[Excerpt to read]:
------------------------------------------------------------

Open yanbin-niu opened 3 years ago
@yanbin-niu this is well explained and a great question.
As far as I can tell, yes, get_sources will indeed give you the activation matrix
For the mixing matrix, is there not something called "mixing_matrix" that is returned when ica I run originally? That is, instead if needing to run "get_components" , is it possible that after first running ica a mixing_matrix is returned, and if so, what are the dimensions of this matrix?
(Closed by accident; in mobile...) Sorry!
@georgebuzzell we get those five matrices after running ica: pre_whitener_, pca_components_, pca_mean_, mixing_matrix_, unmixing_matrix_
. get_components
function returns "np.dot(pcacomponents, mixingmatrix)". So, get_components
function actually does nothing new. And if it helps, mixing_matrix_
is the inverse matrix of unmixing_matrix_
.
EEGLAB can optionally also perform PCA prior to running the ICA, though this option is off by default in EEGLAB, but on by default in MNE. I think some of the confusion when comparing EEGLAB and MNE is around how that PCA step is integrated.

------------------------------------------------------------

[Given material]:

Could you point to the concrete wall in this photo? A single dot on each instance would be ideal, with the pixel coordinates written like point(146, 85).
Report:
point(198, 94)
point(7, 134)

------------------------------------------------------------

[List of tasks]:
[1] In the ICA thread, is the PCA step performed before ICA on or off by default in EEGLAB, and in MNE?
[2] Translate this sentence from the ICA thread into Spanish: "I think some of the confusion when comparing EEGLAB and MNE is around how that PCA step is integrated."

[Results]:
[1] It is off by default in EEGLAB and on by default in MNE.

[2] Creo que parte de la confusión al comparar EEGLAB y MNE tiene que ver con cómo se integra ese paso de PCA.